Milosevic and International Jurisprudence

The sensational war crimes trial of Slobodan Milosevic at the Hague has once again focused the world’s attention on international jurisprudence. As the spectacular fireworks of his opening statement dissipate, a sober assessment is being made of the current legal instruments, their strengths and weaknesses, and the impact of global politics on the process.

This International Criminal Tribunal (ICT), which is trying war crimes perpetrated in the former Yugoslavia, is a temporary ad hoc tribunal that has jurisdiction only over the territories that formed part of this country. Its counterpart is the ICT for Rwanda (set up in 1994) to try perpetrators of the genocide. Since these are ad hoc tribunals, “the process of setting up individual courts is too slow and cumbersome for justice to be done in all places that the world needs it,” hence the need for a permanent court. These tribunals are obviously completely different to the International Court of Justice (World Court) which is a civil court hearing disputes between countries.

☆ ☆ ☆ ☆ ☆ ☆ ☆

* _SET EXERCISE 1_:
According to the text on Milosevic and international jurisprudence, in what year was the ICT for Rwanda set up?
* _SET EXERCISE 2_:
Restate as a bulleted list the paragraph of the text on Milosevic and international jurisprudence that begins "This International Criminal Tribunal (ICT)," keeping its main facts.
The material that comes next has no connection to the text on Milosevic and international jurisprudence.

* _ENTRIES SHOWN_:

☆ ☆ ☆ ☆ ☆ ☆ ☆

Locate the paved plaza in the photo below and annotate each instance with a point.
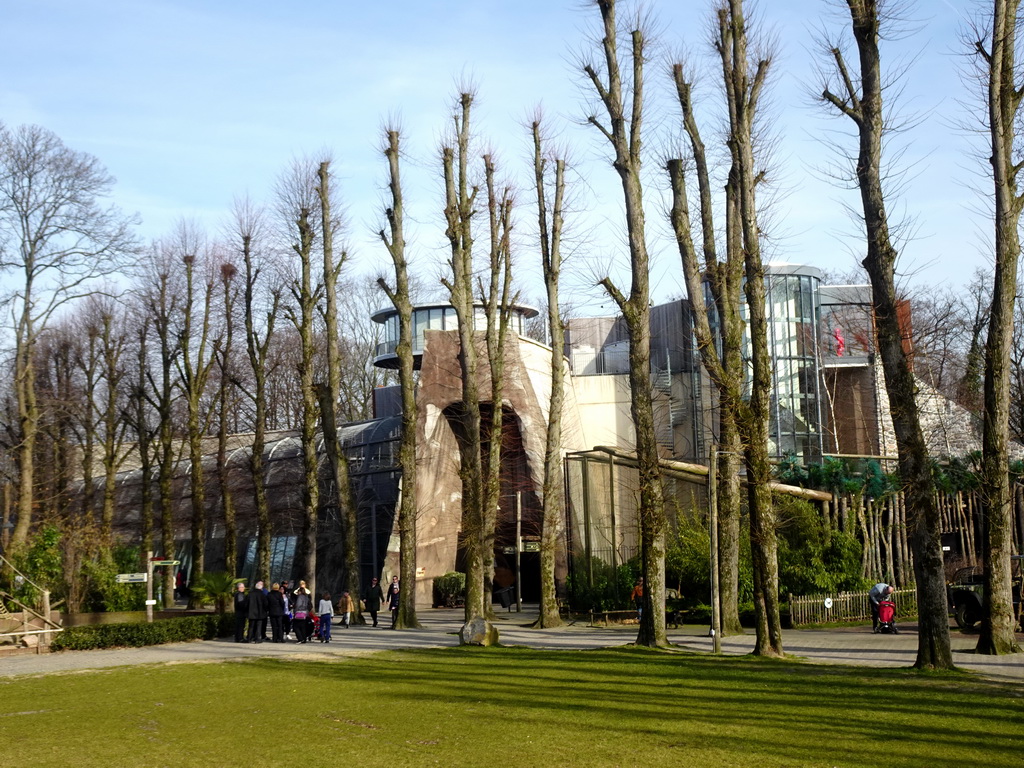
(845, 645)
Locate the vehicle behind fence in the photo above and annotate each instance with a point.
(846, 606)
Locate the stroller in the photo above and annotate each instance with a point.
(887, 617)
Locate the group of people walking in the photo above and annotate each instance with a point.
(292, 615)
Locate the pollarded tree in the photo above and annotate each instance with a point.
(330, 389)
(195, 365)
(55, 239)
(551, 195)
(622, 99)
(460, 201)
(394, 242)
(160, 299)
(226, 403)
(744, 79)
(261, 299)
(498, 300)
(857, 93)
(721, 356)
(1006, 94)
(298, 208)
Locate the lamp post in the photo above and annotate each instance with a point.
(716, 608)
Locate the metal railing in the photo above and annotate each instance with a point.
(846, 606)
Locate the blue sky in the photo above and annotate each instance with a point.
(193, 103)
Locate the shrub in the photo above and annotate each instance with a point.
(599, 586)
(812, 560)
(104, 593)
(215, 588)
(450, 590)
(138, 634)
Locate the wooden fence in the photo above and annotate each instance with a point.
(846, 606)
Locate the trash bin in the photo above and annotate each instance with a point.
(506, 597)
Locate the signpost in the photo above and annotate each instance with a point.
(131, 579)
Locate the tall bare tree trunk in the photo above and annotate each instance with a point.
(1004, 105)
(112, 348)
(337, 461)
(258, 340)
(225, 402)
(551, 260)
(497, 307)
(624, 133)
(863, 105)
(310, 464)
(401, 299)
(459, 211)
(195, 374)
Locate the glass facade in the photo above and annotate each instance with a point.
(795, 426)
(435, 317)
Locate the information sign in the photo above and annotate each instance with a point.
(130, 579)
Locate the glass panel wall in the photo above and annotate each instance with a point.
(793, 309)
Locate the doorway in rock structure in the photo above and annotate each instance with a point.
(517, 536)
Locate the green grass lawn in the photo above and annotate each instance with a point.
(510, 707)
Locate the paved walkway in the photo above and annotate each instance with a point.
(847, 645)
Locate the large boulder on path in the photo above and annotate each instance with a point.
(478, 632)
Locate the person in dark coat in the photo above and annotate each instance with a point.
(392, 600)
(241, 612)
(259, 607)
(374, 598)
(286, 621)
(276, 611)
(302, 604)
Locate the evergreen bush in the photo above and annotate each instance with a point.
(139, 634)
(450, 590)
(600, 586)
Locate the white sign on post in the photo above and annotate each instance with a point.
(130, 579)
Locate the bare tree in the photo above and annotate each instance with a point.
(226, 403)
(998, 55)
(498, 300)
(551, 194)
(460, 200)
(623, 131)
(330, 390)
(248, 229)
(721, 353)
(394, 242)
(195, 364)
(298, 206)
(858, 94)
(57, 238)
(161, 307)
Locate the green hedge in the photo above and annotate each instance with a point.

☆ ☆ ☆ ☆ ☆ ☆ ☆

* _ANSWER 1_:
1994

* _ANSWER 2_:
- The ICT for the former Yugoslavia is a temporary ad hoc tribunal with jurisdiction only over the territories that formed part of that country.
- Its counterpart is the ICT for Rwanda, set up in 1994 to try perpetrators of the genocide.
- Setting up individual ad hoc courts is too slow and cumbersome for justice to be done everywhere it is needed, hence the need for a permanent court.
- These tribunals are completely different from the International Court of Justice (World Court), a civil court that hears disputes between countries.